Exercise brief: Quote the data below word for word, leaving out the pictures.

Items:
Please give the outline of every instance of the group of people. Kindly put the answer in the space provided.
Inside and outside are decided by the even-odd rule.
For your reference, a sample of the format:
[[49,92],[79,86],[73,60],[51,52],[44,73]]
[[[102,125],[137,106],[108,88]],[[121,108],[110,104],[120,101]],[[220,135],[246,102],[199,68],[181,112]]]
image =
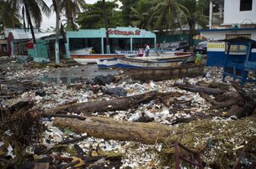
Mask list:
[[[149,55],[150,48],[149,48],[149,45],[148,44],[146,44],[145,46],[146,46],[145,56],[148,57]],[[142,49],[142,48],[139,49],[138,56],[142,57],[143,55],[144,55],[143,49]]]
[[[149,45],[148,44],[146,44],[145,46],[146,46],[145,56],[149,57],[149,51],[150,51]],[[138,56],[142,57],[143,55],[144,55],[143,49],[142,49],[142,48],[139,49]],[[197,52],[195,64],[200,64],[201,61],[202,61],[202,54],[200,52]]]

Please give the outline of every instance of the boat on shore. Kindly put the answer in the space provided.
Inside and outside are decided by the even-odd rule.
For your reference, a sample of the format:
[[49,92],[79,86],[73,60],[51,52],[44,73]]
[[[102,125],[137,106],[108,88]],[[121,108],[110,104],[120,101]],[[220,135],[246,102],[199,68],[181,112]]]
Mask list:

Result of the task:
Please give the outline of every instance of the group of people. Kindly put the answer in the space provided.
Inside and outside are decided by the even-odd rule.
For your reference, a sample of the format:
[[49,92],[79,86],[73,60],[51,52],[44,73]]
[[[102,125],[137,106],[108,88]],[[121,108],[110,104],[120,101]],[[220,135],[246,102],[199,68],[181,112]]]
image =
Mask list:
[[[149,55],[150,48],[149,48],[149,45],[148,44],[146,44],[145,46],[146,46],[145,56],[148,57]],[[142,49],[142,48],[139,49],[138,56],[142,57],[143,55],[144,55],[143,49]]]
[[[149,45],[148,44],[146,44],[145,46],[146,46],[145,56],[149,57],[149,51],[150,51]],[[138,56],[142,57],[143,55],[144,55],[143,49],[142,49],[142,48],[139,49]],[[197,52],[195,64],[200,64],[201,61],[202,61],[202,54],[200,52]]]

Please give the outline of every instance of the boat on shore. Kindly put the answer in the space provided.
Inside and outside are decided by the even-odd rule.
For your reference, a sample of the format:
[[49,92],[79,86],[73,60],[51,52],[44,73]]
[[[102,125],[137,106],[108,88]],[[121,108],[110,104],[120,101]],[[220,135],[246,102],[199,68],[181,112]]]
Mask list:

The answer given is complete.